Some cellular development mechanisms are common in the various domains of life

Halobacterium salinarum (Image courtesy of Alexandre Bison/Harvard University)
Halobacterium salinarum (Image courtesy of Alexandre Bison/Harvard University)

An article published in the journal “Nature Microbiology” describes a research on the mechanisms of cell size regulation in the three domains of life: archaea, bacteria and eukaryotes. In a previous research, a team led by Ariel Amir of Harvard University discovered that bacteria from the E. coli family and eukaryotes of the species Saccharomyces cerevisiae, commonly known as budding yeast, use the same cellular mechanisms to have uniform cell size in a population. Now, together with other collaborators, the team discovered that archaea use the same mechanisms as well.

The evolution of cells and the diversification in what were defined in recent years as the three domains of life are subjects in a full discussion phase. Archaea were recognized as organisms distinct from bacteria only starting from the 1970s and in the last decade a new classification was proposed that recognized them as a domain of life separated from bacteria, other single-celled organisms, and eukaryotes, formed by complex cells.

Among the problems that microbiologists have in the study of the evolution of archaea there’s the presence of characteristics of both bacteria and eukaryotes. A further difficulty is that archaea tend to be extremophile organisms, which means that they live in extreme environments that would be lethal for almost all the others such as volcanic sources at very high temperatures and/or very salty environments such as the Yellowstone springs. This makes it difficult to sample them and make them reproduce to study them and analyze their DNA.

The researchers studied archaea of the Halobacterium salinarum species, which lives in high-salinity environments. The comparison with E. coli bacteria and budding yeast showed that the the archaea controls cell size by adding a constant volume between two dividing events in the cell growth cycle.

The mechanism is not as precise in the archaea as it is in bacteria and eukaryotes and there’s more variability in cell division and growth than in bacteria’s cells. However, the basic mechanism is the same and Ariel Amir stated that this new research is the first to quantify the mechanisms of size regulation in archaea.

This discovery will allow researchers to better study these mechanisms and produce a model that explains the variability between key cell cycle properties. The ultimate goal is to understand why those mechanisms developed so commonly in the various domains of life.
━━━
- **Explore the material**
a: Using the cell size article, decide whether each statement agrees with it: (i) archaea were recognized as organisms distinct from bacteria starting in the 1970s; (ii) the size regulation mechanism is more precise in archaea than in bacteria; (iii) Halobacterium salinarum lives in high-salinity environments. Answer yes or no for each, and quote the words from the article that decide it.
b: Copy the passage of the cell size article from "Some cellular development" to "mechanisms as well.".

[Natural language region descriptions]
━━━
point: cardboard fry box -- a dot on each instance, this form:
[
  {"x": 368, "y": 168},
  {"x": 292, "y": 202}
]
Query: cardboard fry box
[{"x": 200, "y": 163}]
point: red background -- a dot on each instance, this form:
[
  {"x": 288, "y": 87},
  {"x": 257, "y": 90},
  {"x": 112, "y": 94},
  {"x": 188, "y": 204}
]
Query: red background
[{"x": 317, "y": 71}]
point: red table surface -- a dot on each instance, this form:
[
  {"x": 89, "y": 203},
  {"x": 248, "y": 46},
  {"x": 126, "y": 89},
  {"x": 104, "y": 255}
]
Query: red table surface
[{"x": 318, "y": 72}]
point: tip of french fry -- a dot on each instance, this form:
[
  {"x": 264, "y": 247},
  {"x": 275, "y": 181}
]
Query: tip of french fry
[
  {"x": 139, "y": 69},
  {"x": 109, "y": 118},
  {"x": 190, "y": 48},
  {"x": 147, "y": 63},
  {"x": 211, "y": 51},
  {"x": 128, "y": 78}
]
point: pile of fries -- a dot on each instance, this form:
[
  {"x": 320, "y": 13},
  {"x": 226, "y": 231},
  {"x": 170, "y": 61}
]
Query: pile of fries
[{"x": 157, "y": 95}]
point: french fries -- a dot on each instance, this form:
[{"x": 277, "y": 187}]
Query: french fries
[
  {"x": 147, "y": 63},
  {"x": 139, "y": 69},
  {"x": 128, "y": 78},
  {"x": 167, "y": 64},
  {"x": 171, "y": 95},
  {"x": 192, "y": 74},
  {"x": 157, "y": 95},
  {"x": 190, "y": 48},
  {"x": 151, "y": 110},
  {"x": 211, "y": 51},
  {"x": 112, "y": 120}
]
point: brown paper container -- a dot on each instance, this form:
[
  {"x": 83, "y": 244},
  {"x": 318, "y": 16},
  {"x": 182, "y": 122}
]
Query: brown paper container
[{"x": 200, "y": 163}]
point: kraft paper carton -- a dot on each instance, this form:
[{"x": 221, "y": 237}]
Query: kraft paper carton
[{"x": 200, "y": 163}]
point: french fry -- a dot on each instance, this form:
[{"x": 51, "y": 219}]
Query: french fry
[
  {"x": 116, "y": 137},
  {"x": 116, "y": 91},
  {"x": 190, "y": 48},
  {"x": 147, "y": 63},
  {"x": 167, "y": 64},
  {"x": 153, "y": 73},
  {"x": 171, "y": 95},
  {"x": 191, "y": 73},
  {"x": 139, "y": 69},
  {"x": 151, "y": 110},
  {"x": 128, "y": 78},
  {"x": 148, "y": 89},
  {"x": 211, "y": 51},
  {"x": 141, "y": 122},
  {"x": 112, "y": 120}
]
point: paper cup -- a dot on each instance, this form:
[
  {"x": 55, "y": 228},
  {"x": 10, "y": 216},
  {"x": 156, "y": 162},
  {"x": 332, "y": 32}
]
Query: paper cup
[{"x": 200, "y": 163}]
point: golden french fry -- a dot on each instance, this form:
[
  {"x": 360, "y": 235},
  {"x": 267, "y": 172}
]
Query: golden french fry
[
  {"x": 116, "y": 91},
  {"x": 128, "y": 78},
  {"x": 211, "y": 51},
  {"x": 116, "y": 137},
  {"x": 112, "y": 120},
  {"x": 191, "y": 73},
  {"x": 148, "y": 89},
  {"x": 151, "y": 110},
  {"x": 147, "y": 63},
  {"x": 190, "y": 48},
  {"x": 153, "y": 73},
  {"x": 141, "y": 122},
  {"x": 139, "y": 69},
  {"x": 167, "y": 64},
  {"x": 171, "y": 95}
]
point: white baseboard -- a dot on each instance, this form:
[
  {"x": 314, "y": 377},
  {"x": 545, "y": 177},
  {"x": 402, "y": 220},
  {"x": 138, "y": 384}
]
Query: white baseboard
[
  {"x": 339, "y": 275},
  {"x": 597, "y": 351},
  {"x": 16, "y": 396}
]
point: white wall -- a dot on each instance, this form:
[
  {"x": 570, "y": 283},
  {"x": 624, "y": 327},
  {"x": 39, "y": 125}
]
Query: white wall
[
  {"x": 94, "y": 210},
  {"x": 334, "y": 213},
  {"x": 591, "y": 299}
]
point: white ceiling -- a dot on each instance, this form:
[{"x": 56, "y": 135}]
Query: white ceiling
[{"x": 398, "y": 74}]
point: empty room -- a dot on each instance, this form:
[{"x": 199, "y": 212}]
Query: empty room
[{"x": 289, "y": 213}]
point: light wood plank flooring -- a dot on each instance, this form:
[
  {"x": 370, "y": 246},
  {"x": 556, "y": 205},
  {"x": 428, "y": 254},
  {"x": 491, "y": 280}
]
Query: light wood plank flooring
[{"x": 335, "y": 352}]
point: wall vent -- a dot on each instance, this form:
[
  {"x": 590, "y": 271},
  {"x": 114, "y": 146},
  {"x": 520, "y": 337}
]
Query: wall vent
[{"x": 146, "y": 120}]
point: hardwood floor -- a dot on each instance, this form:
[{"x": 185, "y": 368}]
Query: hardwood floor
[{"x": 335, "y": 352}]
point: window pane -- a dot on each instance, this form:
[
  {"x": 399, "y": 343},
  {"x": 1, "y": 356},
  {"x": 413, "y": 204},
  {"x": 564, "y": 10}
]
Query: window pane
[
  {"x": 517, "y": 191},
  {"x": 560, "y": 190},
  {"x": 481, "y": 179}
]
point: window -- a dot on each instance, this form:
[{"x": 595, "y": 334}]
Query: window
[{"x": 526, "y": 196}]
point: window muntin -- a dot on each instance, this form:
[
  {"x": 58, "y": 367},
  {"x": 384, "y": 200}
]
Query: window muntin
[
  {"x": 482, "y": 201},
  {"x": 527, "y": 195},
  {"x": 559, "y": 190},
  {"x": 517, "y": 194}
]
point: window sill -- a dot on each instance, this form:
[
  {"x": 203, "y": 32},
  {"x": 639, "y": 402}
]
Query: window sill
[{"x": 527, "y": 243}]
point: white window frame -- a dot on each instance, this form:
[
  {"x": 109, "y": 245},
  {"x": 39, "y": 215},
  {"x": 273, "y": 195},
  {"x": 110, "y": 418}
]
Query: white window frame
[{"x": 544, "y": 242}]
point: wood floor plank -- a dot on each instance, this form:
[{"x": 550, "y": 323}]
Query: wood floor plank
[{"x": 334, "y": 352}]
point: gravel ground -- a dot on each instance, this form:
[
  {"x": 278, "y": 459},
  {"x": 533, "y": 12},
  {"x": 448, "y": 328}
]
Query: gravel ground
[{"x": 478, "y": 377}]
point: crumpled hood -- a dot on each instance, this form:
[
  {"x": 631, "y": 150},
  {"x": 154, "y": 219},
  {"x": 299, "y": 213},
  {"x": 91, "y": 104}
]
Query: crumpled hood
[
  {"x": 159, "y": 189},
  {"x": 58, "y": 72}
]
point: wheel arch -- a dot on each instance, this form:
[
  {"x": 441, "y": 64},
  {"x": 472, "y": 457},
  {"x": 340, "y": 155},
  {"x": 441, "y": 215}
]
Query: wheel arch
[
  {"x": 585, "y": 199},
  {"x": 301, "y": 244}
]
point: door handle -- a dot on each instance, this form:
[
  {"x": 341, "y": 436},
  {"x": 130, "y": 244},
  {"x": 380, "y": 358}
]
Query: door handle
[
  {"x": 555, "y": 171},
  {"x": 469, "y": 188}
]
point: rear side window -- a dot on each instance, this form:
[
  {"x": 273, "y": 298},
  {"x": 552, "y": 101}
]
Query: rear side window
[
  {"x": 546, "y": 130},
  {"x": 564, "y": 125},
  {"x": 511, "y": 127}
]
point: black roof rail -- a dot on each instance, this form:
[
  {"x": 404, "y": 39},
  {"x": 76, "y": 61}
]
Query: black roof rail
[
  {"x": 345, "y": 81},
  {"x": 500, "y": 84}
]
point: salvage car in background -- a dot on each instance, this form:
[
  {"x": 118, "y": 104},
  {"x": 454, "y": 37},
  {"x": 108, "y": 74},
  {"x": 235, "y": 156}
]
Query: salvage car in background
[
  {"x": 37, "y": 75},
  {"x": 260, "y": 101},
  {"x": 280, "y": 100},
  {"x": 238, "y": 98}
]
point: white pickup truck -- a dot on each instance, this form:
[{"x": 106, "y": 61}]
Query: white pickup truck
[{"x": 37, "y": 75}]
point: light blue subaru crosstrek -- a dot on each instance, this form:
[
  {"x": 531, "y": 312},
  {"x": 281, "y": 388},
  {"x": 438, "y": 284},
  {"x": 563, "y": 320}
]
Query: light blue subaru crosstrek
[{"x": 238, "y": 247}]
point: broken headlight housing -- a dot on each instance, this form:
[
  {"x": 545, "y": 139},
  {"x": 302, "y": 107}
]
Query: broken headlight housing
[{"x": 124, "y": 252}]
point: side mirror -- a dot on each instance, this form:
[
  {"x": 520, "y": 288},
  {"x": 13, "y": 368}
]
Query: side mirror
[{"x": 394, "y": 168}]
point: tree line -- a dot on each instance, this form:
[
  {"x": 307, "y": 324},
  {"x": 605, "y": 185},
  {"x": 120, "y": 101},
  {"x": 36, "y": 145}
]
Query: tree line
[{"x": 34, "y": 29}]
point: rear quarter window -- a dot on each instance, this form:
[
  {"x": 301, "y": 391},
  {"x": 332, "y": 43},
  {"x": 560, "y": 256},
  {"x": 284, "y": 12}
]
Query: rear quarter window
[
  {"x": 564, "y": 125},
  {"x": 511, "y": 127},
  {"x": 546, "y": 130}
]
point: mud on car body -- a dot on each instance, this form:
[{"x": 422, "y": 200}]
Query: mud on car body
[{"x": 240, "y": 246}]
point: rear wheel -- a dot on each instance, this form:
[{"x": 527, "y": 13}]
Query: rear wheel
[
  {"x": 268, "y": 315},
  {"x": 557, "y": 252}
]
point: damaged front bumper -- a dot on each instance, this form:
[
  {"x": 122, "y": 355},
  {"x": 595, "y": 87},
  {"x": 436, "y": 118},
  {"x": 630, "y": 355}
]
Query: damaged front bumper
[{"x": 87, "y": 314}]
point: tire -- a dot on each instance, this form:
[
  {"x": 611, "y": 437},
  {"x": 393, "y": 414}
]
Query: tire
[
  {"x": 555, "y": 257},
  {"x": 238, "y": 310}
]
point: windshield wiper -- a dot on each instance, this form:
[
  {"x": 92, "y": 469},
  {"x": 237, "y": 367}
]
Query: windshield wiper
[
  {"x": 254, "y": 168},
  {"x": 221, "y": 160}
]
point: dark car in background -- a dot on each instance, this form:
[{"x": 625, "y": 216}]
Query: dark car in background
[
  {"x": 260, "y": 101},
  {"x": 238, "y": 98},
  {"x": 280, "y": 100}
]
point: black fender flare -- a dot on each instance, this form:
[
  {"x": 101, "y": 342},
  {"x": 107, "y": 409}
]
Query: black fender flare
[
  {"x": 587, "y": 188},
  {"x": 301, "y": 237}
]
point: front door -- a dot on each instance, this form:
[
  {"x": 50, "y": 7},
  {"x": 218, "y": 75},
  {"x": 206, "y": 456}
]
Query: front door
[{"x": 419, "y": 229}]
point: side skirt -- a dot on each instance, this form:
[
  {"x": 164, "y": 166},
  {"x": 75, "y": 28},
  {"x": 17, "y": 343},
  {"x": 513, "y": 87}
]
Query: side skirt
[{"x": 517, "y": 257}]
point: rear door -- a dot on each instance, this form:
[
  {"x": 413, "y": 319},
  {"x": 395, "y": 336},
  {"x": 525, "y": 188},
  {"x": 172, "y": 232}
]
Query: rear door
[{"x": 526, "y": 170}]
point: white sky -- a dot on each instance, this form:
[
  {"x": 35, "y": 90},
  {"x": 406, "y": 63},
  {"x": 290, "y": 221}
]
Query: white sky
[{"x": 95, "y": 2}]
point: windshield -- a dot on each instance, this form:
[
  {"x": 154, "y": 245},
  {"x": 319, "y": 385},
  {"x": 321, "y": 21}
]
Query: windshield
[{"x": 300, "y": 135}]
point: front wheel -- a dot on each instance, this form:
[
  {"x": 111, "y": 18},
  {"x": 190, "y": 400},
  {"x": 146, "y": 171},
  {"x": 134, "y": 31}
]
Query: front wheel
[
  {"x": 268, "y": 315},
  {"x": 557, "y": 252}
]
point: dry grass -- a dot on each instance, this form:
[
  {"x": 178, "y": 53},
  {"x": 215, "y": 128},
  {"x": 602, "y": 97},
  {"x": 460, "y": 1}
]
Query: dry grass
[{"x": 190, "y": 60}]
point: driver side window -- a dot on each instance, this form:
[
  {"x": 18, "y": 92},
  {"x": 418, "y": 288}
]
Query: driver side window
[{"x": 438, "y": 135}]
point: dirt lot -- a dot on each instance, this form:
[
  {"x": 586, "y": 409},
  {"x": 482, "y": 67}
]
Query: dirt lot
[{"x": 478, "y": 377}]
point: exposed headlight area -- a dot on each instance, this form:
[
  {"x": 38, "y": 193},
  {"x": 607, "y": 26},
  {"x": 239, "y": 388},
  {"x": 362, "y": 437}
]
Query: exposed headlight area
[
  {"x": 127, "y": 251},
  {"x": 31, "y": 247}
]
━━━
- **Task-by-task solutions**
a:
(i) Yes: "Archaea were recognized as organisms distinct from bacteria only starting from the 1970s"
(ii) No: "The mechanism is not as precise in the archaea as it is in bacteria and eukaryotes"
(iii) Yes: "Halobacterium salinarum species, which lives in high-salinity environments"

b:
Some cellular development mechanisms are common in the various domains of life

Halobacterium salinarum (Image courtesy of Alexandre Bison/Harvard University)
Halobacterium salinarum (Image courtesy of Alexandre Bison/Harvard University)

An article published in the journal “Nature Microbiology” describes a research on the mechanisms of cell size regulation in the three domains of life: archaea, bacteria and eukaryotes. In a previous research, a team led by Ariel Amir of Harvard University discovered that bacteria from the E. coli family and eukaryotes of the species Saccharomyces cerevisiae, commonly known as budding yeast, use the same cellular mechanisms to have uniform cell size in a population. Now, together with other collaborators, the team discovered that archaea use the same mechanisms as well.